--- MATERIAL FOR THIS EXERCISE Enclosed Below ---
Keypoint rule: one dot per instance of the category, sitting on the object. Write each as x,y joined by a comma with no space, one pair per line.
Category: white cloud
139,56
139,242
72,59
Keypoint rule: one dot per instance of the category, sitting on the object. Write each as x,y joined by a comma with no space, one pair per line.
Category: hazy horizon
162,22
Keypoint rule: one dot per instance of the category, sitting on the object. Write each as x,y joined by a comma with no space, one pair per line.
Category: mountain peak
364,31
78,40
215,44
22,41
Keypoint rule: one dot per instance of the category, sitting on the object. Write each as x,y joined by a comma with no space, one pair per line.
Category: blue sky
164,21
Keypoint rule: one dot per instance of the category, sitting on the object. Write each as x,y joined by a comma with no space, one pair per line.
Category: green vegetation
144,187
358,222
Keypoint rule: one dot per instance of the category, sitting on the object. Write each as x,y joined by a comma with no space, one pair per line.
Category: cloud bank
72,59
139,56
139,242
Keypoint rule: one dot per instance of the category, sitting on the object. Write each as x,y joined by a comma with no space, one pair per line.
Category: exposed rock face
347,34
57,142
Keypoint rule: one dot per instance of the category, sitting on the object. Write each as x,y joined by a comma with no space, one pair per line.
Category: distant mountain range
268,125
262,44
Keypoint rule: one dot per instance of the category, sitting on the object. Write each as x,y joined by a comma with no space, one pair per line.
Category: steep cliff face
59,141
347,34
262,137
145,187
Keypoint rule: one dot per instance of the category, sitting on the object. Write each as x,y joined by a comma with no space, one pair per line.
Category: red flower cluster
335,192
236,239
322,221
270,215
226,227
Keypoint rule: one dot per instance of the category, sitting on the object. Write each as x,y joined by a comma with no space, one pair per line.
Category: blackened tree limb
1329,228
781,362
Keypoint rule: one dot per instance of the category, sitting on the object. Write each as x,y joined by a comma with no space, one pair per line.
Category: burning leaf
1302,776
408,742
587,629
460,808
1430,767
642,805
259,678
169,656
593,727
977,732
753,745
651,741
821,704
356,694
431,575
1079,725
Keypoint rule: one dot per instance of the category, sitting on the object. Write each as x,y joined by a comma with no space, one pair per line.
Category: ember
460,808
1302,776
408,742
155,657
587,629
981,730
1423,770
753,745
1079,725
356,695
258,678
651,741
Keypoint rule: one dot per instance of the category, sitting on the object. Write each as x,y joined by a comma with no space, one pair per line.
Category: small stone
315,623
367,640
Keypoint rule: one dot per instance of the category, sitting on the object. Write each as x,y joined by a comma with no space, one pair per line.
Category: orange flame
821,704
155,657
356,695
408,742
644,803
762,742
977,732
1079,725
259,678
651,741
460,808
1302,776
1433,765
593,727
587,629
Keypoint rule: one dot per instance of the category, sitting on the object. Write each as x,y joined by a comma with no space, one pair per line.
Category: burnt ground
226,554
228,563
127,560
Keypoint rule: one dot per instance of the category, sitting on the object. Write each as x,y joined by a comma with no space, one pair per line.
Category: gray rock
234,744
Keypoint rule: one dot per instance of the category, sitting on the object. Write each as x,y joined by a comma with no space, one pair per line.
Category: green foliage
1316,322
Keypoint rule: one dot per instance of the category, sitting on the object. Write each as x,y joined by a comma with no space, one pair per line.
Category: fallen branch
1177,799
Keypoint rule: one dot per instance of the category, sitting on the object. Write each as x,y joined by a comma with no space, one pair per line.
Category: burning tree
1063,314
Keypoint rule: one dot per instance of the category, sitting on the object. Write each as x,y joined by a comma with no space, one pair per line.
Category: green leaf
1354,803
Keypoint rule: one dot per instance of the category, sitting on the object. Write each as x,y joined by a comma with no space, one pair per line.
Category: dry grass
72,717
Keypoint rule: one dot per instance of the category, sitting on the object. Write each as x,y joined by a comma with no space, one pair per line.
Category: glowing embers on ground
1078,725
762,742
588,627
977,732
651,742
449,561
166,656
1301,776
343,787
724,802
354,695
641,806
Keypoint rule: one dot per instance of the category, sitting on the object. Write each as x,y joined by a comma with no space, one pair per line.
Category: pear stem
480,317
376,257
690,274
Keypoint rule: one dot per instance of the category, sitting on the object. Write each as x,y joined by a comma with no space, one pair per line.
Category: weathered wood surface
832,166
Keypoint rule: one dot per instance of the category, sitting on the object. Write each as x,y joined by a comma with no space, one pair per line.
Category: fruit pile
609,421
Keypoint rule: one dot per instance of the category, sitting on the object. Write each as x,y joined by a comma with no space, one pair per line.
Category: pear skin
--- End of Enclosed MATERIAL FOR THIS EXERCISE ---
**PROBLEM STATEMENT**
The material above is to be transcribed in full, exactly as it appears.

**ANSWER SECTION**
Keypoint rule: one dot per instance of the category, sitting on the object. Write each as x,y joined by a comma with no space, one pair per line.
Category: white cloud
139,56
139,242
72,59
Keypoint rule: one dot per instance of the category, sitting on the object. Write each as x,y joined by a comma with no space, one pair per line.
Category: hazy horizon
162,22
Keypoint rule: one dot per instance of the category, sitting on the object. Write each as x,y joined by a comma with no space, one pair per line.
Category: mountain peak
364,31
78,40
215,44
22,41
Keypoint rule: one dot per instance of the category, sitting on the object. Write each as x,y joined by a comma with no space, one pair per line.
Category: blue sky
164,21
Keypoint rule: one dot per instance of the category, sitting on the object. Write each as x,y joined by a comma with no space, one pair per line.
Category: green vegetation
144,187
358,222
Keypoint rule: one dot per instance of the category, sitting on the object. Write each as x,y joined by a comma with no space, one pair per line.
Category: cloud bank
72,59
139,56
139,242
Keypoint rule: one dot per instance of the category, sitting on the object. Write each as x,y joined by a comma with no space, one pair per line.
Category: exposed rock face
347,34
57,142
Keypoint rule: one dot per instance of the category, sitting on the object. Write each as x,y joined by a comma with no space, one pair per line.
Category: distant mountain range
268,125
262,44
Keypoint rule: one dot per instance of the category, sitting on the object. Write each as x,y joined by a comma with no space, one pair per line.
Category: steep cliff face
59,141
347,34
262,137
145,187
Keypoint rule: one dot per instance of the category, sitting on the object. Write each as x,y joined by a comma with no space, one pair per line.
Category: red flower cluster
335,192
236,239
322,221
270,215
226,227
Keypoint rule: one dot per instance of the category, sitting on the object. Write each as x,y joined by a comma with no space, one pair per line.
Category: blackened tree limb
1329,228
781,362
Keypoint rule: one dot per instance of the category, sitting on the object. Write each as x,y joined by a comma with no space, one pair per line.
Category: burning leaf
1302,776
408,742
587,629
460,808
1430,767
642,805
259,678
169,656
593,727
977,732
753,745
651,741
821,704
356,694
431,575
1079,725
Keypoint rule: one dot per instance of the category, sitting on the object. Write each as x,y joined by a comma with no space, one pair per line.
Category: ember
460,808
1302,776
408,742
155,657
587,629
981,730
1423,770
753,745
1079,725
356,695
258,678
651,741
Keypoint rule: one dot per instance of the category, sitting on the object. Write each as x,y joined by a comma with no space, one pair per line.
Category: small stone
315,623
367,640
Keypoint rule: one dot per instance of the category, sitting on the object. Write each as x,y joined by a comma with no space, one pair per line.
Category: orange flame
821,704
155,657
356,695
408,742
644,803
762,742
977,732
1079,725
259,678
651,741
460,808
1302,776
1433,765
593,727
587,629
Keypoint rule: one dot per instance of the category, sitting on the object. Write each as x,y joined by a comma with no space, one pair per line.
Category: burnt ground
226,554
228,563
127,560
Keypoint rule: one dot per instance of the category, sitting on the object. Write each as x,y joined by a comma with no space, one pair per line.
Category: gray rock
234,744
Keypoint rule: one dot per instance of the category, sitting on the object. Write each as x,y joined by a comma with no space, one pair per line.
Category: green foliage
1316,322
Keypoint rule: one dot per instance of the category, sitting on the object. Write each as x,y joined by a comma with no space, one pair per line.
Category: fallen branch
1177,799
Keypoint rule: one dot per instance of the category, sitting on the object. Write each as x,y joined by a comma with no space, one pair per line.
Category: burning tree
1063,314
Keypoint rule: one dot per instance of the category, sitting on the object. Write each as x,y joined by a comma with no space, one pair per line.
Category: green leaf
1354,803
Keypoint rule: one dot per instance of the category, sitting on the object. Write each as x,y joined by a comma with no space, one pair per line.
Category: dry grass
72,717
Keypoint rule: one dot per instance of the category, sitting on the object. Write each as x,y joined by a comma with no space, one pair per line.
Category: glowing embers on ground
1078,725
762,742
588,627
977,732
651,742
449,561
166,656
1301,776
343,787
724,802
354,695
641,806
Keypoint rule: one dot per instance of the category, sitting on the object. Write each as x,y joined by a comma with no space, one pair per line.
Category: pear stem
480,317
376,257
690,274
Keypoint rule: one dot per instance of the category, sitting on the object. Write each as x,y joined by a comma with no space, one pair per line.
Category: weathered wood surface
832,166
Keypoint rule: one dot per instance of the category, sitting on the object. Write each as x,y joined by a comma with no space, one pair per line.
Category: fruit pile
609,421
Keypoint rule: one dot per instance of the category, sitting on the object. Write each as x,y joined by a comma with no space, one pair per line.
Category: pear skin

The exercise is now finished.